▶ _Exercise_: Reproduce the listing below word for word, beginning at the line that contains "In this photo, each instance of the windshield" and continuing through the last line of the listing.

## Start

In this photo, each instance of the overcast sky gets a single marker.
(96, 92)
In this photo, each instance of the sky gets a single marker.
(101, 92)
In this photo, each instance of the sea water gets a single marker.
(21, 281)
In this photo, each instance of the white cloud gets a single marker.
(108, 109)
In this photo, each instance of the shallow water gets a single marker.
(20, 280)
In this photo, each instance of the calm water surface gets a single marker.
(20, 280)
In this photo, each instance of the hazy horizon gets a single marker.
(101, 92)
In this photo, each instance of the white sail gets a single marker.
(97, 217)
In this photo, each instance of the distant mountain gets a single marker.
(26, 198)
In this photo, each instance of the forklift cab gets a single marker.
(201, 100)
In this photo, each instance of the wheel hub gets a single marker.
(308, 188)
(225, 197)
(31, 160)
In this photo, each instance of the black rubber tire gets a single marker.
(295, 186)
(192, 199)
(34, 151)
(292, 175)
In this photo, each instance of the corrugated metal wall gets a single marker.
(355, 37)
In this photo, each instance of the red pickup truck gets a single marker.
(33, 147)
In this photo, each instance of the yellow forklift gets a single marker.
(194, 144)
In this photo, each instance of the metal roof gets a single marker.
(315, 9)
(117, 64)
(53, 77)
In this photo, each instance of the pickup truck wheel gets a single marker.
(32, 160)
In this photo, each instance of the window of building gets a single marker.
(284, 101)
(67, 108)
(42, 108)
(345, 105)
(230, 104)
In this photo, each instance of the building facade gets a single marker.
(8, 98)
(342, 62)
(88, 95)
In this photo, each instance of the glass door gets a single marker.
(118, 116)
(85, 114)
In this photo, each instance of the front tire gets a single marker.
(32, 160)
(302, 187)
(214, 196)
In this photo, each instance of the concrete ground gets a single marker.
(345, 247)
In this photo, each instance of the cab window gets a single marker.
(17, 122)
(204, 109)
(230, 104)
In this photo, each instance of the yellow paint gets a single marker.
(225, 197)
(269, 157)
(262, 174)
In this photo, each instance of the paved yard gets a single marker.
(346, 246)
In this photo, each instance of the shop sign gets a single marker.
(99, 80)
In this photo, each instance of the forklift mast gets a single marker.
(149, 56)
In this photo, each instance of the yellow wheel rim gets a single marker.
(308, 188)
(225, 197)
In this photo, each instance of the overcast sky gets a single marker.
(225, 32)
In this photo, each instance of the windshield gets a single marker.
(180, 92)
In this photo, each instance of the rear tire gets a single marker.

## End

▶ _Task response_:
In this photo, each instance of the windshield gets a single marker.
(180, 92)
In this photo, each instance of the rear tire gets a single marker.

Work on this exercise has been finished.